- [Short exercise 1]: Show every line in the listing that contains the word "distant".

- [Excerpted text]:

>>>>>

In my own approach I acknowledge injustices, but am resolved not to be anyone’s propagandist or to play black/white goodies/baddies in this desperate situation.

Some of you will not agree with my approach.

But it is my authentic approach and here I stand.

DO watch on YouTube!

The Divan Orchestra founded by an Israeli and a Palestinian as a humanist project for friendship and dialogue is celebrating its 20th anniversary this year. Today, its young members are both Israeli and Arab. NewsHour Weekend Special Correspondent David Tereshchuk reports on the collaboration. (July 2020)

You may even find that proposition in the Israeli press, as I did this very morning:

Yes, and note also the second story there. I know what she means…

One of the joys of my past twelve days has been the ongoing email exchanges with other members of the Sydney Boys High Class of 1959 as we process our 65 years since that final year of school. One I have mentioned often even before is Clive Kessler. I shared that poem with Clive, and he shared another Amichai poem right back, and mentioned the year he lived in Jerusalem, in that sad and beautiful part that Amichai evoked…

On Facebook I pinned where I normally would pin the latest blog post a link to Clive’s 1998 Nakba talk, which I have cited extracts from many times now. Clive said that year in Jerusalem was when he began to see things differently. He alludes to that, I feel, in the 1998 talk, which did not make Clive popular with some in the Jewish community.

From my relation to my grandparents, I formed some of my early understandings of history, politics and identity: ideas about the tragedy of a people’s loss of its independence and autonomy; about the pain of dispersion and the erosion of human dignity which it entails; about the vulnerability to which all stateless nations and their members are exposed in this modern world of ours. On that basis, I came to identify with and take a special pride in the achievements of the State of Israel, which in my own lifetime had accomplished such a dramatic reversal in the degraded condition of the Jewish people.

For a while, that framework of historical understanding sufficed and held firm for me. But not really for that long. One central component of the learning experience of my entire adult life has been my coming to terms with what, from the ashes of Jewish destruction, the creation of the State of Israel had entailed. Jews had indeed their ancient religious and spiritual connections with the Holy Land. Throughout their history, they had prayed for and dreamed of Jerusalem and made pious journeys and even returned to live in the Holy City, but the Holy Land was not empty and uninhabited.

<<<<<

- [Records for the task]:

>>>>>

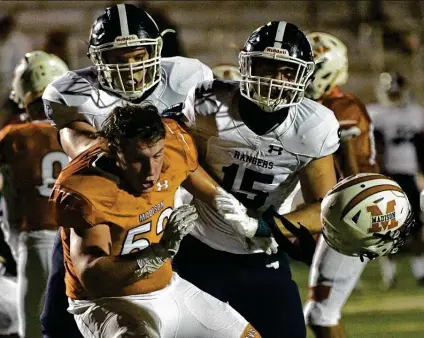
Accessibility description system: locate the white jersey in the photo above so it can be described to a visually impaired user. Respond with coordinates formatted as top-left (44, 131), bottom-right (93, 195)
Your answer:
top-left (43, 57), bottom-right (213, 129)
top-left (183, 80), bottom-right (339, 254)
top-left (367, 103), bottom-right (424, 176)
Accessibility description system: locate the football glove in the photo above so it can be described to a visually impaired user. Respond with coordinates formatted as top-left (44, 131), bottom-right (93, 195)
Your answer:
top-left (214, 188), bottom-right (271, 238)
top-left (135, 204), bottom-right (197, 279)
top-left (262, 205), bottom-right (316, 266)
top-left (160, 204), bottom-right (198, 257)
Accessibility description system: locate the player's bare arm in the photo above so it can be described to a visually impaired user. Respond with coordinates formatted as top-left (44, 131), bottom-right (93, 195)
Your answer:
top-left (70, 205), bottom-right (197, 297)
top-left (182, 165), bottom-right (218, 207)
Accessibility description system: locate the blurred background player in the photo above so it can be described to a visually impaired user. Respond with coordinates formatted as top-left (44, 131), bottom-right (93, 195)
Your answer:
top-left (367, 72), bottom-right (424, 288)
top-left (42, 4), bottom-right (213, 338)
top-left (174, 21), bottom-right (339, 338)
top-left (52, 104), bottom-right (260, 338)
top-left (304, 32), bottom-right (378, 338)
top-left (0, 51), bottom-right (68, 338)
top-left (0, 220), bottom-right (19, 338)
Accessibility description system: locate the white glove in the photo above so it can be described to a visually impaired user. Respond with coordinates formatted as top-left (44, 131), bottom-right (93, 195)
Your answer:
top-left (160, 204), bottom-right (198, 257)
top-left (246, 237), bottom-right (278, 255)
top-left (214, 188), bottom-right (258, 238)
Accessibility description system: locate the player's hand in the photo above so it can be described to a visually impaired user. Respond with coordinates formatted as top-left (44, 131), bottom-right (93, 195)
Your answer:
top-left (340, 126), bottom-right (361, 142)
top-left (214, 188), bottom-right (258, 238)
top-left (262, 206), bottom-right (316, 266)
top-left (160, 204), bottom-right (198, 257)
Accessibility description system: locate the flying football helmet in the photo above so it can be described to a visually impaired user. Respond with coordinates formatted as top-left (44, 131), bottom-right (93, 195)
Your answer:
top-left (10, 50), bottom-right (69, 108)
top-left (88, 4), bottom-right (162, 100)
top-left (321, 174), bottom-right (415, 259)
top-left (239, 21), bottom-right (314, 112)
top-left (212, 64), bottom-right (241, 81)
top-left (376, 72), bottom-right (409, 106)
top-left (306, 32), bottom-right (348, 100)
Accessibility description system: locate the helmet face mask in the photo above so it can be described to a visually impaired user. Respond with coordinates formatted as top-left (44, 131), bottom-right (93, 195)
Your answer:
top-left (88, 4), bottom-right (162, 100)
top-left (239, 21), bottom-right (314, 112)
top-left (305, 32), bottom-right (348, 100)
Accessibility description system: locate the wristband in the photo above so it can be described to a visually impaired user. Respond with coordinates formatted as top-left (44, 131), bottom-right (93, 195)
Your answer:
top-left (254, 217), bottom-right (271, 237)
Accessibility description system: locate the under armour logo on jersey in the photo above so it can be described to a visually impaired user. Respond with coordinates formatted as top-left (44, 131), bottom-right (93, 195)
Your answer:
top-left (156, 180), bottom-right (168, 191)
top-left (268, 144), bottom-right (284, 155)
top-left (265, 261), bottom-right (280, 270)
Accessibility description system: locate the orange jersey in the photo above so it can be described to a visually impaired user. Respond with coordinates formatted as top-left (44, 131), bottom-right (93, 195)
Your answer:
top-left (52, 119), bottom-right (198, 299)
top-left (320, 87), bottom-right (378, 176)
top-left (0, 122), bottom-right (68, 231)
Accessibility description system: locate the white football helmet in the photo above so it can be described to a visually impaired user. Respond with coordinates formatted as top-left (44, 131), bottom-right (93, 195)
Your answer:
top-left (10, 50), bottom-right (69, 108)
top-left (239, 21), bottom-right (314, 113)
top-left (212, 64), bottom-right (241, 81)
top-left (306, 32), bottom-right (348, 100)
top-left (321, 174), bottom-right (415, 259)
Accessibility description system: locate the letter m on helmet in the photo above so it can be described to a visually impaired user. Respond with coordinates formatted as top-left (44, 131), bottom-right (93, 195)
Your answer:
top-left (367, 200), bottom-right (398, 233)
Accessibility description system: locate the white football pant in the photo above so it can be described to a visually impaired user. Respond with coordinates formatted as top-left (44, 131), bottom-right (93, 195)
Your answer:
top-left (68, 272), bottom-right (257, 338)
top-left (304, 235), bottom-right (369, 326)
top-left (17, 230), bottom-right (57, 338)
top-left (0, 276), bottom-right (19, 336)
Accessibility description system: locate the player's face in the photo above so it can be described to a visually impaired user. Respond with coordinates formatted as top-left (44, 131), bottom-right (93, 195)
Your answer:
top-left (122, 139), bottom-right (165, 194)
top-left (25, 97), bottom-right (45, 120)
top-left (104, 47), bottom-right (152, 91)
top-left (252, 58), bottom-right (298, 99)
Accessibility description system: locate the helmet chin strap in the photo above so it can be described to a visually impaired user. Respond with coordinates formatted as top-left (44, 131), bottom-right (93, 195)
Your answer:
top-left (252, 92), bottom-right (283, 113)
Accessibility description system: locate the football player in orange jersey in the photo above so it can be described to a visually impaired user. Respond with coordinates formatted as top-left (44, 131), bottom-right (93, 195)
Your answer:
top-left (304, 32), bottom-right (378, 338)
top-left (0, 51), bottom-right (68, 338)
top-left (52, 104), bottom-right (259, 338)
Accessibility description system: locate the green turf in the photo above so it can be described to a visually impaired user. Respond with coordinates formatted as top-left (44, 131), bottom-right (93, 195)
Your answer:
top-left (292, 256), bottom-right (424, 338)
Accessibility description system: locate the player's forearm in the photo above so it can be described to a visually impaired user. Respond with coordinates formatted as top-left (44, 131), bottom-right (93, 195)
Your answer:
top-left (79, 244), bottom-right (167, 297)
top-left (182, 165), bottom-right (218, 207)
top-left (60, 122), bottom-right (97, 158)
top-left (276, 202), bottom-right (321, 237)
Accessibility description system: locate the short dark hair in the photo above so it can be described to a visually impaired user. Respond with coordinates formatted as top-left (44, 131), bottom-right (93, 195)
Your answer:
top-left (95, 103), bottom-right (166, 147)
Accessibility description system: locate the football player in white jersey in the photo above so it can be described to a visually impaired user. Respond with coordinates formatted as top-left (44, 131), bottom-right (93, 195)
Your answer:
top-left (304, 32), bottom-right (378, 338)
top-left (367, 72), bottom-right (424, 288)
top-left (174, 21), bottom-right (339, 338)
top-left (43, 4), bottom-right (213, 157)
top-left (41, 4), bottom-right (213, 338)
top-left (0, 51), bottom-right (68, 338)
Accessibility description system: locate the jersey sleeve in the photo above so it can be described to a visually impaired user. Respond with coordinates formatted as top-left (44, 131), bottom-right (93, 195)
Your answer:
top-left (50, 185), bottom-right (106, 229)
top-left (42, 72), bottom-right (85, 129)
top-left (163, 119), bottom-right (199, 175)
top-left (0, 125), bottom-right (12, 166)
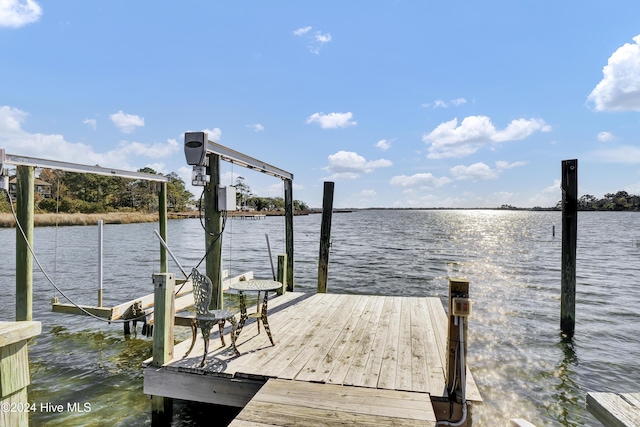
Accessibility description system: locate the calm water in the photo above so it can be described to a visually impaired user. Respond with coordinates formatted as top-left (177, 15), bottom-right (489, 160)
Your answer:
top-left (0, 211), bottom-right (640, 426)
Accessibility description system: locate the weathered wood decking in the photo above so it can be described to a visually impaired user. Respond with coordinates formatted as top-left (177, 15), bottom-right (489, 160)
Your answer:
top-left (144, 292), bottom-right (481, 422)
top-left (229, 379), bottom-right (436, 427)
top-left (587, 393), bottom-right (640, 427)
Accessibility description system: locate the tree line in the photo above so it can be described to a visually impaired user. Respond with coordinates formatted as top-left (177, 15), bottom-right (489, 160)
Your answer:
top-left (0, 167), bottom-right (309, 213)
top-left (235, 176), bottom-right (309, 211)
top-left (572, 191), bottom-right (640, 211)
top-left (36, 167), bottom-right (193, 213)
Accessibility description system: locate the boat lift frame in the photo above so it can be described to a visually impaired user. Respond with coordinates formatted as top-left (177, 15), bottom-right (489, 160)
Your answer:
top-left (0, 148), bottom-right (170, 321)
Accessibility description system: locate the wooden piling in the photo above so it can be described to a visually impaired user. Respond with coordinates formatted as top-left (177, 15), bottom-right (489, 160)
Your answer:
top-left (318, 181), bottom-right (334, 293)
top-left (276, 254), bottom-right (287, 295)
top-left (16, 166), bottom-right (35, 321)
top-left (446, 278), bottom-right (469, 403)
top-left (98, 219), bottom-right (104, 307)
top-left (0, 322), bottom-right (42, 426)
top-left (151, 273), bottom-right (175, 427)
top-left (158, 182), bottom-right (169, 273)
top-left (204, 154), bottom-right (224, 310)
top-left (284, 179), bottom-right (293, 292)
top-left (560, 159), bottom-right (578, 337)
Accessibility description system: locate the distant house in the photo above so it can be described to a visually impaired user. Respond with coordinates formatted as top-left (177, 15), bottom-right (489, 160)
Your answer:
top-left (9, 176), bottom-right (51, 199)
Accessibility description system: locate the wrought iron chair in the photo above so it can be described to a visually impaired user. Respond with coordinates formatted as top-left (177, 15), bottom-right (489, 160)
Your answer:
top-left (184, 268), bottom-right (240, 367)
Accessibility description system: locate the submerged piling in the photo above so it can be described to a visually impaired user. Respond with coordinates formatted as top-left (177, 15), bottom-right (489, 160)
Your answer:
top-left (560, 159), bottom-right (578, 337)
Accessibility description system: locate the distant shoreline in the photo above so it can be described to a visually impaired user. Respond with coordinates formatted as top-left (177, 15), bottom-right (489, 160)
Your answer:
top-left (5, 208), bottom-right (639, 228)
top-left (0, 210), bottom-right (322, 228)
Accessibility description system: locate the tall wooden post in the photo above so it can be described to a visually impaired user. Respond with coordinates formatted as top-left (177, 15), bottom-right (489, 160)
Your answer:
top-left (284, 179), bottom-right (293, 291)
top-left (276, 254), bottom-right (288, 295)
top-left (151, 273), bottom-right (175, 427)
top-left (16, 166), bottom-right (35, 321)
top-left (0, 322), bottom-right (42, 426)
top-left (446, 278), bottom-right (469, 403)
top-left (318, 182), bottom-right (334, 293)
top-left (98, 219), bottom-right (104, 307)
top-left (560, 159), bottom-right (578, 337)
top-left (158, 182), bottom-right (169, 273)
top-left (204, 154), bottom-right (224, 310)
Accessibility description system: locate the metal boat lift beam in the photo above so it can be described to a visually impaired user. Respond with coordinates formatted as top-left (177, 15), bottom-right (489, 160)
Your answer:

<<<<<

- [Short exercise 2]: Rewrite everything from "In my own approach" down to "here I stand." in the post on Israel and Palestine, putting "stance" in place of "approach".

- [Written response 1]:
Accessibility description system: locate the distant house in the photo above so it can be described to a visually impaired user. Respond with coordinates formatted as top-left (177, 15), bottom-right (489, 160)
Accessibility description system: locate the distant shoreline in the photo above so it can be described to a visually impaired user. Respond with coordinates formatted as top-left (177, 15), bottom-right (489, 160)

- [Written response 2]:
In my own stance I acknowledge injustices, but am resolved not to be anyone’s propagandist or to play black/white goodies/baddies in this desperate situation.

Some of you will not agree with my stance.

But it is my authentic stance and here I stand.